* Start Items *

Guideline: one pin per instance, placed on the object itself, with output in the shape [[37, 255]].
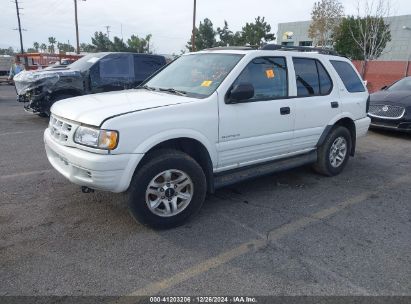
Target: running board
[[241, 174]]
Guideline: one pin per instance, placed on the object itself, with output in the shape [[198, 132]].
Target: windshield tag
[[270, 73], [206, 83], [93, 59]]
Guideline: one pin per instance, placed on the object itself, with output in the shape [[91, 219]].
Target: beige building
[[399, 48]]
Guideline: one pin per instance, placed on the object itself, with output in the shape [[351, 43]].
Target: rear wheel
[[168, 189], [334, 153]]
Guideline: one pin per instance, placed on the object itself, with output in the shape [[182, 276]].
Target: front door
[[260, 128]]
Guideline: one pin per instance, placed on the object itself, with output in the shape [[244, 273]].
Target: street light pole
[[408, 57], [193, 38], [76, 21]]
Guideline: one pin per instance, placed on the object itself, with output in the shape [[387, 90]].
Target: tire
[[149, 187], [46, 112], [328, 163]]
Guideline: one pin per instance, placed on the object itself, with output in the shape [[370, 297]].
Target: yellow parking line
[[275, 234]]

* End Items *

## Task goal
Could you quote all of the material above word for word, leaving the pictures out of your answer?

## Completed task
Guideline: one pin per instance, placed on the object itself, with output in the shape [[37, 255]].
Target: running board
[[241, 174]]
Guideline: one pin per instance, placed on the object itself, with output in the shape [[198, 132]].
Target: windshield tag
[[270, 73], [206, 83], [93, 59]]
Guideline: one pin per instance, placed on the object itself, with output in the shape [[91, 219]].
Target: beige building
[[399, 48]]
Guideline: one pin per instance, placed on the object itself, with output in the shape [[351, 43]].
Target: rear wheel
[[168, 189], [334, 153]]
Guideline: one pin per instance, placed on the object itself, with output in the shape [[182, 276]].
Target: front door
[[260, 128]]
Guideline: one pin per instance, placed on the object itself, with output in the shape [[244, 273]].
Target: street light pole
[[408, 57], [193, 38], [76, 21]]
Guideline: one pin per instance, placed on the object itself, with output in the shape [[387, 90]].
Target: tire
[[149, 187], [46, 112], [328, 163]]
Guideline: one pin per instance, placed on the object itself, with output in the shape [[370, 297]].
Target: yellow parking line
[[275, 234]]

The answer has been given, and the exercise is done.